* **Request 1**
Rewrite only the records from the line containing "Report the position of each instance of the man in navy" through the line containing "[[4, 138], [28, 101], [29, 138], [82, 101], [3, 100]]", keeping every line, requests included, and raise each point coordinate in their answers by 45.

* **Source extract**
Valve circuits work. That means that the frightening effects you keep considering are either mistakes or just not big enough to have a major effect. They do have an effect, but this is well known and described in all the textbooks and taken into account by all competent designers.
Thanks all. Being a competent designer myself is nothing I can take for granted.
I keep reading how important it is to keep ground connections low impedance and have not found much about what happens when they are not so low impedance. For instance. I'm just trying to figure out what the consequences are of imperfections we try to minimize, assumedly because there are consequences if something like ground impedance becomes significant.
A lot of classic designs as built commercially oscillate and motorboat and everything else, and I still enjoy them very much- I also enjoy 5% THD, and yet there's a lot of effort to reduce harmonic distortion.
I will try to keep it in proportion and try not to overthink it so much- it's definitely my nature to overthink things- and thank you for that admonition.

* **Request 2**
Which specific circuit problems or imperfections does the forum thread on valve circuits name?

* **Saved data entries**
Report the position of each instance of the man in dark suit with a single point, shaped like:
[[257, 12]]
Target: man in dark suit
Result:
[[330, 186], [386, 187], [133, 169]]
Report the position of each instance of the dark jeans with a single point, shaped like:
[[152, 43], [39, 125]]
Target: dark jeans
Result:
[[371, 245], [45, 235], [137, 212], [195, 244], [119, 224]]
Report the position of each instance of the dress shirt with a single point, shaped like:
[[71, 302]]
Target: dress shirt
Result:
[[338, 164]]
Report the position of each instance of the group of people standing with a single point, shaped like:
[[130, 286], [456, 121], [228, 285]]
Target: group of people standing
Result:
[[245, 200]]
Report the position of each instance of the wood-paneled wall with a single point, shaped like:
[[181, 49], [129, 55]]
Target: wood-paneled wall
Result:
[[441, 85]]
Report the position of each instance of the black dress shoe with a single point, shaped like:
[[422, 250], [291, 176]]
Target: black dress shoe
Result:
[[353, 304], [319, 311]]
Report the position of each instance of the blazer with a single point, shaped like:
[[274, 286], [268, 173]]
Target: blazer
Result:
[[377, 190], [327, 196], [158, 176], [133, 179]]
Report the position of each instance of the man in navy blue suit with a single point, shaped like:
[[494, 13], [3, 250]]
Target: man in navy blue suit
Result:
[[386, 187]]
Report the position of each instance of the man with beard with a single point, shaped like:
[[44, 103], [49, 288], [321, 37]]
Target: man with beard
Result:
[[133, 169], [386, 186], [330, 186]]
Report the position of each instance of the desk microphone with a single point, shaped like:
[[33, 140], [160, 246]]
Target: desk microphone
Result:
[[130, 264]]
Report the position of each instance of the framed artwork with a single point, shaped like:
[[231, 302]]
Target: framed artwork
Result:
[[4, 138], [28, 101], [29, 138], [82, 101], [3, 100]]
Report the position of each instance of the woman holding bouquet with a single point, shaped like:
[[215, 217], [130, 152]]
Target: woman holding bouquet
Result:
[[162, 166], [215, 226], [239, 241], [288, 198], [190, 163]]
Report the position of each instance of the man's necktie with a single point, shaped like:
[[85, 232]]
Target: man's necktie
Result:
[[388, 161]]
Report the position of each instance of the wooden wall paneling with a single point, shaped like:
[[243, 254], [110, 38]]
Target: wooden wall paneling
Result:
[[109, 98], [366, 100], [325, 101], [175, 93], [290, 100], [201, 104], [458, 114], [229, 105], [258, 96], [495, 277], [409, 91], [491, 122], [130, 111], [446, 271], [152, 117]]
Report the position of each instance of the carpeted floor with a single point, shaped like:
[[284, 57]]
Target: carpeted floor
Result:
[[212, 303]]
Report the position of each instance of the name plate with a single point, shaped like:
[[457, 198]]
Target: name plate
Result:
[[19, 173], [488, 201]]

* **Complete answer 1**
Report the position of each instance of the man in navy blue suit with a single point, shaped like:
[[494, 13], [3, 250]]
Target: man in navy blue suit
Result:
[[431, 232]]
Report the position of each instance of the man with beard with a single point, shaped like:
[[44, 103], [49, 288], [321, 37]]
Target: man with beard
Result:
[[178, 214], [431, 231], [375, 231]]
Report the position of each instance of the desk microphone with a single point, shaped like:
[[33, 140], [160, 246]]
Target: desk microphone
Result:
[[175, 309]]
Report the position of each instance of the framed artwork with a single point, shaped like:
[[231, 302]]
Target: framed artwork
Result:
[[49, 183], [73, 146], [74, 183], [127, 146], [48, 145]]

* **Complete answer 2**
- Ground connections that are not low impedance
- Oscillation
- Motorboating
- Harmonic distortion (5% THD)